:: Documento ::
>>>

ARTE E OFICINAS TERPÊUTICAS EM TEMPOS DE RECONSTRUÇÃO.
A arte, nas oficinas terapêuticas, pode ser pensada e estudada sob muitas óticas e em suas diversas linguagens, tendo seu emprego como instrumento embalador da nova propedêutica , e demostrando como o “fazer artístico “ chega a propiciar, ao portador de sofrimento psíquico uma nova perspectiva de reinserção social.
Palavras Chave: Oficinas, contexto histórico, o papel do artista, arte política , reinserção.
A introdução de oficinas de artes no contexto de oficinas terapêuticas em Belo Horizonte provou que o “fazer artístico”, na busca da criatividade em determinados aspectos, poderia mostrar-se intangível para alguns, e, quando despertado, surge como o primeiro passo do autodescobrimento, levando cada indivíduo a se reconhecer com habilidades nunca percebidas. Isso traz, consequentemente, resultados bastante benéficos para aqueles, que, de certa forma, acostumaram-se a ser desacreditado no convívio social.
As oficinas terapêuticas geralmente se realizam a partir do momento em que se consegue despertar, nos indivíduos-alvo, algum interesse pela sua criatividade e pelo fazer artístico. Isso possibilita que concretizem de forma material, o que talvez já fosse embrionário, ainda que inconsciente, em seu interior.
As oficinas terapêuticas constituem abordagens novas no contexto de saúde mental, pois tanto os usuários das oficinas quanto seus familiares buscam a conquistar do respeito social, por meios de métodos que lhes possibilitam se reconhecer como integrantes da comunidade. Além disso essas oficinas servem como campo de experimentação para profissionais da arte que desejam se especializar nessa área de atuação, oferecendo inclusive vasto material de pesquisa àqueles que se proponham a encarar tal desafio.
A ausência de uma abordagem artesanal e/ou ocupacional de outras oficinas existentes no serviço pode levar a crença de que as oficinas de arte são a única metodologia digna de interesse, desconsiderando todo o restante do potencial terapêutico. Também pode-se criar a atitude de uma tolerância exagerada, ou ainda, considerando que tudo o que se produz em tais oficinas é visto como a mais pura e autêntica arte.
No entanto, rejeitamos tal postura pois, acreditamos que nenhuma dessas atitudes é apropriada para uma análise adequada do conteúdo das oficinas terapêuticas. É crucial adotar critérios, múltiplos, porém específicos, que possam contribuir para uma avaliação abrangente das abordagens oferecidas por estes “fazeres”, que certamente levará a uma reflexão mais cuidadosa. Ao evitar essas tendências, busca-se trabalhar com o indivíduo como parte de um grupo social, ao mesmo tempo em que se reconhecem as diversas abordagens das oficinas terapêuticas de relevante valor cada uma com seu valor e propósito específicos.

<<<

:: Dados fornecidos ::
>>>

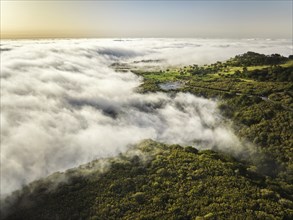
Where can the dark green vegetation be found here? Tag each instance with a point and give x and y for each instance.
(256, 95)
(170, 182)
(157, 181)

<<<

:: Problema proposto 1 ::
Liste as palavras-chave apresentadas no texto sobre arte e oficinas terapêuticas.
:: Problema proposto 2 ::
Por favor, retome o texto sobre arte e oficinas terapêuticas logo após a última frase apresentada.

:: Resposta redigida 1 ::
Oficinas; contexto histórico; o papel do artista; arte política; reinserção.

:: Resposta redigida 2 ::
O nosso entendimento enquanto artista plástica, monitora de oficinas de artes plásticas em Centros de Convivência da Saúde Mental e pesquisadora do tema, nos leva inevitavelmente ao encontro de enfoques de natureza histórico/cultural, artístico/social, em busca do satisfatório retorno do indivíduo ao convívio sociofamiliar.
É importante ressaltar, no presente estudo, que em nenhum momento se pretende, nas oficinas, gerar obras destinadas à análise crítica, pois isso nos levaria fatalmente à adoção de conceitos-chaves que ensejariam compreensão de um segmento da produção considerada “artística”. Segundo (Jorge Escalena-1991) Tais conceitos se vinculariam a Sistemas de artes forçando o delineamento de indivíduos e instituições responsáveis pela feitura, distribuição e consumo de objetos e eventos.
Como resultado poderíamos ainda ter produtos com rotulo de “artístico”, impingindo-lhes a responsabilidade de levar à adoção de padrões e limites para a arte, até mesmo como sinônimo de produto de uma cultura ao longo de um determinado período histórico. Essas condutas poderiam de fato, resultar em obstáculos que impediriam a criação e o exercício de sua própria evolução dentro de uma busca lógica.
As produções de arte nas oficinas terapêuticas ainda estão muito ligadas ao pensamento do trabalho autoral e em sua atribuição no benefício da reconstrução de uma identidade.
A análise a partir deste sistema considera rituais de desempenhos que envolvem a supremacia do trabalho intelectual sobre o manual e, portanto, do “artista” sobre o do “artesão”; da arte como descarga libertária para outra fonte de criação, na qual a arte aloja como questão intelectual. Retornando (Da Vinci,1944) com as devidas ressalvas: a arte como coisa mental.
Pôr sua vez, esta participação articula-se às hegemonias sociais e consolida-se na construção de uma identidade cultural específica.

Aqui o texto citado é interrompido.